8. M. A... se prévaut de l'ancienneté de sa présence en France, de son insertion sociale et professionnelle et de la présence de ses frères en situation régulière. Il ressort toutefois des pièces du dossier que l'intéressé n'est pas dépourvu d'attaches au Mali où résident son épouse, son fils et sa mère. Par ailleurs, l'expérience professionnelle de M. A... se limite à des emplois de manœuvre manutentionnaire dans le cadre de missions d'intérim effectuées depuis 2015. Ainsi, la décision litigieuse n'a pas porté une atteinte disproportionnée au droit au respect de la vie privée et familiale de l'intéressé. Par suite, le moyen tiré de la méconnaissance des stipulations précitées doit être écarté. Pour les mêmes motifs, le préfet de la Seine-Saint-Denis n'a pas entaché sa décision d'une erreur manifeste d'appréciation.
9. Il résulte de tout ce qui précède que M. A... n'est pas fondé à soutenir que c'est à tort que, par le jugement attaqué, le tribunal administratif de Montreuil a rejeté sa demande. Par voie de conséquence, ses conclusions aux fins d'injonction sous astreinte et celles relatives aux frais du litige doivent être rejetées.
DÉCIDE :
Article 1er : La requête de M. A... est rejetée.

Entrées fournies:
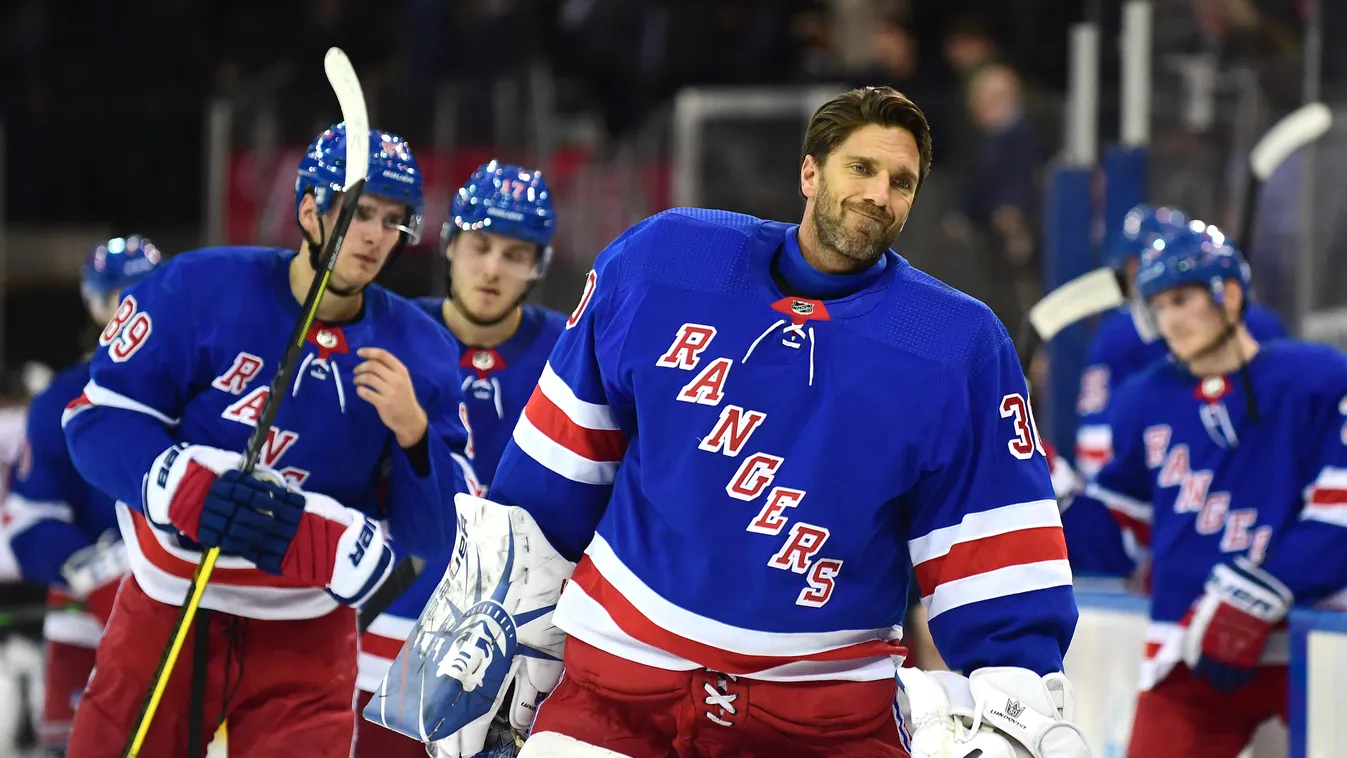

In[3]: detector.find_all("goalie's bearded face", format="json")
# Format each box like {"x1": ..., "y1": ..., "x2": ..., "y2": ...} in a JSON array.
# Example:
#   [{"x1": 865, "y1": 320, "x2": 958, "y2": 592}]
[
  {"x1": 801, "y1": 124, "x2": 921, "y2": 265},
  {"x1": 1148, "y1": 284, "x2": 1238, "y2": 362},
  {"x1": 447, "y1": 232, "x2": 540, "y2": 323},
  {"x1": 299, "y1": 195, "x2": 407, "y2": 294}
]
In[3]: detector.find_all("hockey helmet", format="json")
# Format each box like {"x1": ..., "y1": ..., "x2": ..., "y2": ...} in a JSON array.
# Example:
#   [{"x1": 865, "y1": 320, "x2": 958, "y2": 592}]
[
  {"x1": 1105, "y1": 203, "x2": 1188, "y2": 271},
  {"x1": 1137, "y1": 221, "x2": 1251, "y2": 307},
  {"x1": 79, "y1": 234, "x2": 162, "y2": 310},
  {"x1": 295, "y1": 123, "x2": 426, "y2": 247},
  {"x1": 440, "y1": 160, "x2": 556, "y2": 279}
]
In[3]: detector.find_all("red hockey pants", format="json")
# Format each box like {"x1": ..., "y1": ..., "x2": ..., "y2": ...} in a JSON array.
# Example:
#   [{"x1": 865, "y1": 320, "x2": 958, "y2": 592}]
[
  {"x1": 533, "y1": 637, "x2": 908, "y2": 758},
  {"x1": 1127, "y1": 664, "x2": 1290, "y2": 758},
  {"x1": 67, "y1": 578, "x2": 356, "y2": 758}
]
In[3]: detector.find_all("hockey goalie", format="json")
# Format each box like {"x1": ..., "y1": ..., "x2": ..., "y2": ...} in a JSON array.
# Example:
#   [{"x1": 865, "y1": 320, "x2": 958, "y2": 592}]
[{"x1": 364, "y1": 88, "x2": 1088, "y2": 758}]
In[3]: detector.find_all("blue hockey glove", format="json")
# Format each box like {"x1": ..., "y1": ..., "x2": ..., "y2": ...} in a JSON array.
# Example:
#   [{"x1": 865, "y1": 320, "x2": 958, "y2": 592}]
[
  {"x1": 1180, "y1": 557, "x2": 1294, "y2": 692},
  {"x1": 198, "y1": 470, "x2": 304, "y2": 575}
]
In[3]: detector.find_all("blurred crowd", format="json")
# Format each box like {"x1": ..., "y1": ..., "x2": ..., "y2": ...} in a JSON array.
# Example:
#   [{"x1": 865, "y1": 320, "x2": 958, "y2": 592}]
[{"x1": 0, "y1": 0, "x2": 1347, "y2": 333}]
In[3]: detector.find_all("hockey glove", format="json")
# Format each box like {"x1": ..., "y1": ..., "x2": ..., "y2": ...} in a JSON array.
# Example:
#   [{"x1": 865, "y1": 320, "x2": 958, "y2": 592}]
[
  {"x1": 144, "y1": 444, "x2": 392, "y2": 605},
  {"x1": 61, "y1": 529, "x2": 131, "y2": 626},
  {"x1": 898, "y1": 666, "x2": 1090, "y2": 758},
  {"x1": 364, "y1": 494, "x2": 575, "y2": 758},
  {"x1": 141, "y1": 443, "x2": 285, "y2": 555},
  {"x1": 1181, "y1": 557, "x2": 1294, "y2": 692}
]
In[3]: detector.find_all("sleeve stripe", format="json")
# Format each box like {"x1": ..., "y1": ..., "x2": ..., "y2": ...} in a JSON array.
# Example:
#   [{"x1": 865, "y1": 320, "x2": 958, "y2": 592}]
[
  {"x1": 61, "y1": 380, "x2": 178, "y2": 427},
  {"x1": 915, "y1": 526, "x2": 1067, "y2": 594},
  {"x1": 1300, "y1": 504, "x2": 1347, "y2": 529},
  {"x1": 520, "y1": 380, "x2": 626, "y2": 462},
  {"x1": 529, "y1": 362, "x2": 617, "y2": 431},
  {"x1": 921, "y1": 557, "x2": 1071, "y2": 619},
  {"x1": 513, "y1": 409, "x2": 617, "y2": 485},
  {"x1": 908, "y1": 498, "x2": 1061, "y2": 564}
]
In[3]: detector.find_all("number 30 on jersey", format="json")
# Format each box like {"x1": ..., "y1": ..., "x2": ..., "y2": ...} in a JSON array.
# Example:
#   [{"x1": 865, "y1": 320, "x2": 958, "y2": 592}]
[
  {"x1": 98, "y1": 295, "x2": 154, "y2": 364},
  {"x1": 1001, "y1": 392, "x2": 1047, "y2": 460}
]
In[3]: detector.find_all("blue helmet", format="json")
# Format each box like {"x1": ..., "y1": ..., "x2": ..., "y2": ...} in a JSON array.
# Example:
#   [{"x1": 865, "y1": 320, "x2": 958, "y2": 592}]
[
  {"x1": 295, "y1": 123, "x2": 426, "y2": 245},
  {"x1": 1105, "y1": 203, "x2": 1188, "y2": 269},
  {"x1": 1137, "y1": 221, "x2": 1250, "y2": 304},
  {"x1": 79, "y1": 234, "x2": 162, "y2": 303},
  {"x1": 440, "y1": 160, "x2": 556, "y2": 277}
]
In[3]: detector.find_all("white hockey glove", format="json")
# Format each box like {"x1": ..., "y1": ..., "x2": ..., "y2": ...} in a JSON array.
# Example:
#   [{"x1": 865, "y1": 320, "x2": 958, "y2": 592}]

Consigne:
Reprenez le texte de la décision sur la requête de M. A... à la suite de la dernière phrase, « Article 1er : La requête de M. A... est rejetée. », et poursuivez-le.

Réponse à l'exercice:
Article 2 : Le présent arrêt sera notifié à M. B... A... et au ministre d'Etat, ministre de l'intérieur.
Copie en sera adressée au préfet de la Seine-Saint-Denis et à l'office français de l'immigration et de l'intégration.
Délibéré après l'audience du 3 avril 2025, à laquelle siégeaient :
- M. Ivan Luben, président de chambre,
- M. Stéphane Diémert, président assesseur,
- Mme Hélène Brémeau-Manesme, première conseillère.
Rendu public par mise à disposition au greffe, le 15 mai 2025.
La rapporteure,
H. BREMEAU-MANESME
Le président,
I. LUBEN
La greffière,
C. POVSE
La République mande et ordonne au ministre d'Etat, ministre de l'intérieur en ce qui le concerne ou à tous commissaires de justice à ce requis en ce qui concerne les voies de droit commun contre les parties privées, de pourvoir à l'exécution de la présente décision.